The Kurdish National Alliance in Syria (, HNKS; ) is a Syrian Kurdish coalition formed by five Syrian Kurdish parties in the city of Amuda in the al-Hasakah Governorate of northeastern Syria in 13 February 2016. Four of the five parties in the coalition were originally members of the Kurdish National Council, but were expelled due to their cooperation with the Democratic Union Party (PYD).

Constituent parties

History

The Kurdish National Alliance in Syria was founded on 14 February 2016 after 2 days of negotiations between the constituent groups. It stated its goal as to "get rid of Kurdish fragmentation". 39 representatives were elected during the conference.

In January 2017, the HNKS stated that it will support proposals of unity talks between the Movement for a Democratic Society and the KNC.

The HNKS also took part in the Northern Syria regional elections in December 2017, during which it was one of the two main electoral lists, opposing the PYD-led Democratic Nation List. It ran with 99 candidates for the Jazira Region, with 124 candidates for the Euphrates Region, and with 197 candidates in the Afrin Region. The HNKS consequently won 40 seats in Jazira Region, 40 seats in Euphrates Region, and 72 seats in Afrin Region.

In early March 2018, during the Turkish military operation against the Afrin Region, Turkish-backed Sunni Islamist fighters captured the village of Sharran and burned a flag of the HNKS's Kurdish Democratic Unity Party in Syria (PYDKS) in its vacant office.

_SET PROBLEM 1_
Count the lines in the records below that contain the word "building", and reply with only that number.

_SUPPLIED DATA_
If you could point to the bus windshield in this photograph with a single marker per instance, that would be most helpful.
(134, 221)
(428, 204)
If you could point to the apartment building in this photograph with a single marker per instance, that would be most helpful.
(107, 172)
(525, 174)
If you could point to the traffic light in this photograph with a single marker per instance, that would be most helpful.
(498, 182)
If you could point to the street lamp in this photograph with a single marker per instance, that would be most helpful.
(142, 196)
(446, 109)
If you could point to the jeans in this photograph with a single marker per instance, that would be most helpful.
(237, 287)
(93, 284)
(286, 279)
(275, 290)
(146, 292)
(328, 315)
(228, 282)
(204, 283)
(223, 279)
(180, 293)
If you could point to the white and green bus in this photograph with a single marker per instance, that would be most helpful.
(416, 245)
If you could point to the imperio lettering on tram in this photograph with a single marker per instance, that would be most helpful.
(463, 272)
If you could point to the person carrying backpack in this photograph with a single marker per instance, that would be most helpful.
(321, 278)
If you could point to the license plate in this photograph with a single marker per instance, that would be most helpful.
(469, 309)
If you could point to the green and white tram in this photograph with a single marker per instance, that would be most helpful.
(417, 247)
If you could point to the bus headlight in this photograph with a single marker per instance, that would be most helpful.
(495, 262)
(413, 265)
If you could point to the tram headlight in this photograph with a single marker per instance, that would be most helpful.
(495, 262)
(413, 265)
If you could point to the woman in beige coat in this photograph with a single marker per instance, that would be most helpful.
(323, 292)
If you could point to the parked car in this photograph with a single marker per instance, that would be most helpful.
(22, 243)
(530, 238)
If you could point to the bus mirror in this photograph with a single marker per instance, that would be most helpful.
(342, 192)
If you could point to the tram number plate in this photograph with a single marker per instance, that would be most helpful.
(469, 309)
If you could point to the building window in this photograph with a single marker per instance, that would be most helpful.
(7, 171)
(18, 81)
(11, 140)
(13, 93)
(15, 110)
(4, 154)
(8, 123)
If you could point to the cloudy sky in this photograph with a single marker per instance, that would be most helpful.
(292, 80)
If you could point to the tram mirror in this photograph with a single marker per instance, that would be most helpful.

_SET PROBLEM 2_
Reproduce word for word the part of the passage on the Kurdish National Alliance above, starting with "The HNKS also" and going on through "in Afrin Region.".

_FINISHED ANSWER 1_
2

_FINISHED ANSWER 2_
The HNKS also took part in the Northern Syria regional elections in December 2017, during which it was one of the two main electoral lists, opposing the PYD-led Democratic Nation List. It ran with 99 candidates for the Jazira Region, with 124 candidates for the Euphrates Region, and with 197 candidates in the Afrin Region. The HNKS consequently won 40 seats in Jazira Region, 40 seats in Euphrates Region, and 72 seats in Afrin Region.